→ **GIVEN RECORDS**:
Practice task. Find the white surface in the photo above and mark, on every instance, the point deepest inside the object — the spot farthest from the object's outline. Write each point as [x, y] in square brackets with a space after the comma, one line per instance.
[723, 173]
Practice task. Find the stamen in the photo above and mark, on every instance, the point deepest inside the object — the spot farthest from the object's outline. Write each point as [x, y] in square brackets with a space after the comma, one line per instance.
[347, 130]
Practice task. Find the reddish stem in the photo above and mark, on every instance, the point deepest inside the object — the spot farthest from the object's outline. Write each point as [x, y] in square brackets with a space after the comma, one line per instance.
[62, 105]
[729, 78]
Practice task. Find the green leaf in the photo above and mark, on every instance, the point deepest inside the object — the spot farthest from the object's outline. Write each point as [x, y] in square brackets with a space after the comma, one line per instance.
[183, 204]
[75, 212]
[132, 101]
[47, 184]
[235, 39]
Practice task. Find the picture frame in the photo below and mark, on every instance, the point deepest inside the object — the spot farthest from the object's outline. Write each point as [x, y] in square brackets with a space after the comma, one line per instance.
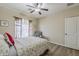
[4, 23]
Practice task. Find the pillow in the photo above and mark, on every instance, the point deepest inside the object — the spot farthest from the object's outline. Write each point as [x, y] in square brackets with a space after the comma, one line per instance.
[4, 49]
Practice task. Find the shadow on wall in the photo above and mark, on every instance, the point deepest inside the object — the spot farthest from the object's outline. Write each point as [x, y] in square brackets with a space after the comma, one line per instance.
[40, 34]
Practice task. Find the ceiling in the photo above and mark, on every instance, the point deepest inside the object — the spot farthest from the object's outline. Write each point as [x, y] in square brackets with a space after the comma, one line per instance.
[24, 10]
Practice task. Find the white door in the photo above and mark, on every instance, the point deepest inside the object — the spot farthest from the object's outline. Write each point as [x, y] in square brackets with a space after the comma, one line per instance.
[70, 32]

* * *

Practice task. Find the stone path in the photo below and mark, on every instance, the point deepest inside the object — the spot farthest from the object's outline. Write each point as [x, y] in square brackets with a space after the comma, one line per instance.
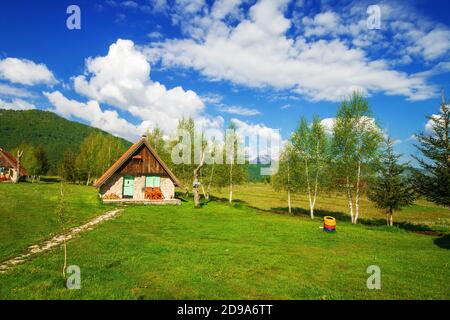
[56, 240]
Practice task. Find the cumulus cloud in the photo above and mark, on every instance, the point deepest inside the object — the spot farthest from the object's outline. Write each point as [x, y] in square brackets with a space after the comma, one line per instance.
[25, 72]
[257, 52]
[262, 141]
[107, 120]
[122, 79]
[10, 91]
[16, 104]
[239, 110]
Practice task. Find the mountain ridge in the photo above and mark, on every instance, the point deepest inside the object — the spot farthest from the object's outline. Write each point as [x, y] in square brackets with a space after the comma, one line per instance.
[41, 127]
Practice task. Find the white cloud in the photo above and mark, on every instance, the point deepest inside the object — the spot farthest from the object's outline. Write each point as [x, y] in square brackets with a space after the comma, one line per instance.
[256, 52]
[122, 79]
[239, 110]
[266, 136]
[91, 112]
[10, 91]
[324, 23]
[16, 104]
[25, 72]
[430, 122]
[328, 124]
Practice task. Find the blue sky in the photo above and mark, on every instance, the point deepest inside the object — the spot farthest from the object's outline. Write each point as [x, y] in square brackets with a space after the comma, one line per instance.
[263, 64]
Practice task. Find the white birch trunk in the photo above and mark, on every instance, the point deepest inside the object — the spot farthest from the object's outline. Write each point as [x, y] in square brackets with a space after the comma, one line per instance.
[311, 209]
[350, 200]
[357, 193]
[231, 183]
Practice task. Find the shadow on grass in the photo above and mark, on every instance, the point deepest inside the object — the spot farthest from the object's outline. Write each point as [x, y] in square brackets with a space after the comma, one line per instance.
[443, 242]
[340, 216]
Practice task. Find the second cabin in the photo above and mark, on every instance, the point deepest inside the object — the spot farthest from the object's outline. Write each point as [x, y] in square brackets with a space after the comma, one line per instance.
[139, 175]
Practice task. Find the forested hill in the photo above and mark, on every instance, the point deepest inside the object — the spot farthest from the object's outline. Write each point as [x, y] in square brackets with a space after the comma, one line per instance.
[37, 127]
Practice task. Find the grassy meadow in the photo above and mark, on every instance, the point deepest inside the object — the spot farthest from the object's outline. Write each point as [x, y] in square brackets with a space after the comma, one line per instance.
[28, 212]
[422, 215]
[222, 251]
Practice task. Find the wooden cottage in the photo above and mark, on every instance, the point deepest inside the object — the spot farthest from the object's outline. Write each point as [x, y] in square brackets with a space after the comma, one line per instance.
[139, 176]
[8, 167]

→ **PROBLEM REQUIREMENTS**: Please pick out every row above that contains the word "cloud" and copy each one in full.

→ **TASK SOLUTION**:
Practice task. Find the cumulus cloud in the photo above and mark, on every instance, the point deepest inside the object — the spot farthest from the object's outline. Write each point as [x, y] in square brackets with a space after the comma, one line per instance.
Practice task. Find the white cloud in the photo above and mark, on every instance, the point deepest inside the object — the spot farthest from the object's outline. Write each point as [x, y] in square brackets with a space after the comma, one line per instance.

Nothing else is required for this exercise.